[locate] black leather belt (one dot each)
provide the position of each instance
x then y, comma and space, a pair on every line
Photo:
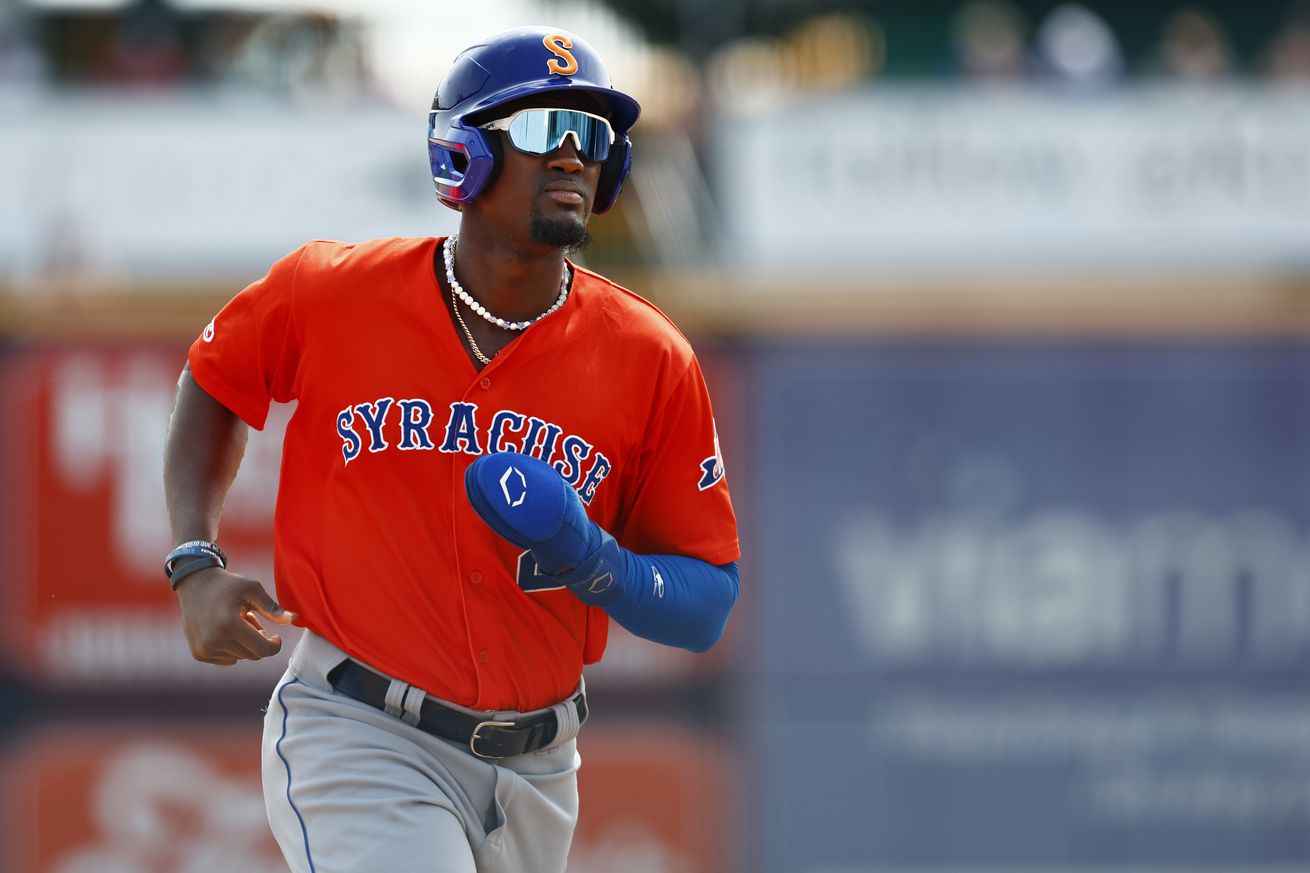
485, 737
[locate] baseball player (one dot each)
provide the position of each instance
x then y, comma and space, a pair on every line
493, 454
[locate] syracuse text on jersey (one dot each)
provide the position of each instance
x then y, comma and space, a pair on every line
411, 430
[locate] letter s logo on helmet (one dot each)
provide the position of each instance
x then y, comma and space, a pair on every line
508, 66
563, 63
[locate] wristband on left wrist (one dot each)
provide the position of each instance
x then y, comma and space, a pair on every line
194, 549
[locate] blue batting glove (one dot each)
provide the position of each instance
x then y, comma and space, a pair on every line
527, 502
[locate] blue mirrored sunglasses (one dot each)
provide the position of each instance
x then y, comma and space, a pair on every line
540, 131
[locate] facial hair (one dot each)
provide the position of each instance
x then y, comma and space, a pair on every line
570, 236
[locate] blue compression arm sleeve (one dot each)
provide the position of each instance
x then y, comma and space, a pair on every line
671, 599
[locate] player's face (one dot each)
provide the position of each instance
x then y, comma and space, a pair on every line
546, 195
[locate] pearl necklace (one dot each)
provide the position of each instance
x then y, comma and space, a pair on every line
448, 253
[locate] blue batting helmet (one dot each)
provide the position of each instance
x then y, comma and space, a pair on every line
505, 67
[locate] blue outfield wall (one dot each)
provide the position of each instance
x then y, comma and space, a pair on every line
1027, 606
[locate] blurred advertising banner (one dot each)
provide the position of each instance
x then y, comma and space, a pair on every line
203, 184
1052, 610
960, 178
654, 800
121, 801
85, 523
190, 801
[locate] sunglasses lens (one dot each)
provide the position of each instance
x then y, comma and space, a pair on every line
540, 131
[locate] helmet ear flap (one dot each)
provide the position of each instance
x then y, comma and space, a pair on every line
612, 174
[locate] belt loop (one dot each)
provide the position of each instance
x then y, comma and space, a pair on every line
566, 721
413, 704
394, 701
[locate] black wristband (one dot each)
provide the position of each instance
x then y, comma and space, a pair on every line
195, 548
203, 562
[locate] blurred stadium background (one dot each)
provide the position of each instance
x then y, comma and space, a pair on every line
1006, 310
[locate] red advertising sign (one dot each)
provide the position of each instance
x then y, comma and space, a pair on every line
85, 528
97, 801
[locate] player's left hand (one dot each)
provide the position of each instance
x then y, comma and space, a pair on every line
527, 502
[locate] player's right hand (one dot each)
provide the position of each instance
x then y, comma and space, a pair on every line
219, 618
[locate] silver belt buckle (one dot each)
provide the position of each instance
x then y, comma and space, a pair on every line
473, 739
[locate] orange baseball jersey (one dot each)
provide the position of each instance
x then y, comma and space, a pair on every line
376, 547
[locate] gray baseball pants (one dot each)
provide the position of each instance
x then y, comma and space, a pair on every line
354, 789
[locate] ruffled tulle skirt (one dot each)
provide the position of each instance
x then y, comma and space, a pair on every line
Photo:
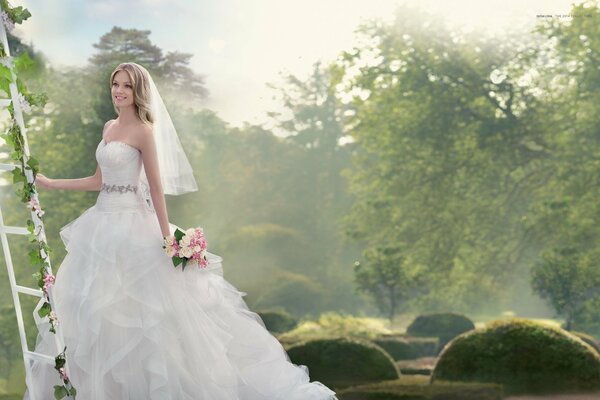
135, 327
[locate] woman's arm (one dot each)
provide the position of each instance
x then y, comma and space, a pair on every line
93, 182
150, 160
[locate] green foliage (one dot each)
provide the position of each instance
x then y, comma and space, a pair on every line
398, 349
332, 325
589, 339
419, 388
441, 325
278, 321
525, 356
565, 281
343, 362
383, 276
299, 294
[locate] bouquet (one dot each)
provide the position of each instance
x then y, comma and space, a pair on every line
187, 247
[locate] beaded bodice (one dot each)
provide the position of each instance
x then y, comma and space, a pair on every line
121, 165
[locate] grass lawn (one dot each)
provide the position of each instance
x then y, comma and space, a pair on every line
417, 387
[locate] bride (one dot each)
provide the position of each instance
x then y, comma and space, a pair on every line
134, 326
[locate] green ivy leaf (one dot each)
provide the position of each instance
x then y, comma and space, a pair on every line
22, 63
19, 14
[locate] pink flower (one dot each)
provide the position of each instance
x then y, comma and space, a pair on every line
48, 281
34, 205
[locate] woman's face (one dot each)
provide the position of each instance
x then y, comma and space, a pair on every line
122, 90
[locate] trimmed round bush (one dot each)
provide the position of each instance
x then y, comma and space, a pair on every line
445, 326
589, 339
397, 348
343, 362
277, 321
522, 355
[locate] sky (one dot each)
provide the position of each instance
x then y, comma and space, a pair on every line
=======
## TASK TO CARRY OUT
The records above need to be given again exactly. Omit the pictures.

## FULL RESPONSE
[locate] black leather belt (one dot each)
provide the position of each instance
x then y, comma and space, a pair on every line
Photo:
485, 737
[locate] baseball player (one dot each)
provide the position of each instance
x then y, comma and space, a pair on every line
493, 454
[locate] syracuse text on jersey (one dot each)
provide the position of each instance
x then y, comma and space, a pair on every line
411, 430
[locate] letter s logo on helmet (one dot each)
provide the position of each instance
x then y, comma and space, a pair on every line
508, 66
563, 63
[locate] wristband on left wrist (one dot each)
provide the position of each instance
x then y, comma and space, a pair on every line
194, 549
[locate] blue batting glove (one dot each)
provide the position of each instance
x then y, comma and space, a pair on every line
527, 502
[locate] blue mirrored sunglasses (one dot each)
provide the position of each instance
x then y, comma and space, a pair on every line
540, 131
[locate] facial hair (one dot each)
provide the position of each instance
x then y, comma and space, a pair on every line
570, 236
[locate] blue compression arm sleeve (one dot each)
provide the position of each instance
x then y, comma and space, a pair on every line
671, 599
[locate] player's face (one dot each)
provide the position of each instance
x then y, comma and space, a pair on every line
546, 195
[locate] pearl necklace (one dot each)
provide the position of each instance
x then y, comma and space, a pair on every line
448, 253
[locate] blue batting helmet (one dot each)
provide the position of each instance
x then y, comma and space, a pair on every line
505, 67
[locate] blue outfield wall (one dot each)
provide the position of each instance
x then y, comma and space, a pair on every line
1027, 606
[locate] blurred advertising banner (one dot each)
provide the position of each instance
x then y, comma and space, a pair on every line
203, 184
1052, 610
960, 178
654, 800
121, 801
85, 523
190, 801
[locate] sunglasses lens (one dot each)
provide the position of each instance
x then y, comma and space, a pair on every line
540, 131
[locate] helmet ear flap (one dot each)
provide the position of each instance
x then y, comma and space, a pair on every line
612, 174
[locate] belt loop (one dot each)
provide the position of each instance
x then y, comma and space, a pair on every line
566, 721
413, 704
394, 701
[locate] black wristband (one dot each)
provide the position of each instance
x then y, comma and space, a pair on every line
195, 548
203, 562
[locate] blurred stadium background (one dot each)
provide the position of each instance
x then y, comma and space, a pair on every line
1006, 310
[locate] red advertising sign (one dot each)
provide the position of each instance
x then y, comma and space, a pair on every line
85, 528
97, 801
[locate] player's left hand (one dot each)
provide the position of each instance
x then y, comma and space, a pair on every line
527, 502
[locate] player's right hand (one dot each)
provide the position of each instance
x then y, comma and space, a pair on every line
219, 618
[locate] silver belt buckle (one dot each)
provide the position of each instance
x then y, comma and space, a pair on every line
473, 739
[locate] orange baseball jersey (one dot each)
provide the position of each instance
x then y, comma and space, a pair on every line
376, 547
[locate] gray baseball pants (one dot each)
provide the position of each instance
x then y, comma and space, a pair on every line
354, 789
[locate] ruffled tulle skirt (one dot each)
provide the position of each instance
x then y, comma and space, a pair on every line
Photo:
135, 327
[locate] woman's arm (one dot each)
provide the position of each instance
x then y, comma and space, a pair on every line
93, 182
150, 160
[locate] green foliage (one dot each)
provide the position of each instance
x then y, comma and space, a pair on every line
398, 349
332, 325
589, 339
419, 388
441, 325
278, 321
525, 356
565, 281
343, 362
383, 276
299, 294
[locate] bouquet (one dot each)
provide the position of each instance
x then y, comma and space, a pair on every line
187, 247
[locate] beaded bodice (one dot each)
provide the position of each instance
x then y, comma and space, a pair on every line
121, 165
[locate] grass lawn (one dot each)
provide the position of each instance
x then y, comma and space, a pair on every line
417, 387
[locate] bride (one dot each)
provide the position of each instance
x then y, comma and space, a pair on every line
134, 326
[locate] green ivy leaf (one dot each)
provide the position of each instance
x then y, comma and space, a pair on every line
22, 63
19, 14
[locate] pink flower (one dot each)
provide the position of each instance
x then y, comma and space, a pair on every line
48, 281
34, 205
[locate] woman's face (one dot each)
provide the position of each instance
x then y, comma and space, a pair on every line
122, 90
[locate] trimmed round bush (one dot each)
provide the position of each instance
x then y, comma and space, a pair on every line
445, 326
589, 339
397, 348
343, 362
277, 321
522, 355
[locate] sky (one dot each)
provide the position of each instance
x then y, comma and space, a pair on every line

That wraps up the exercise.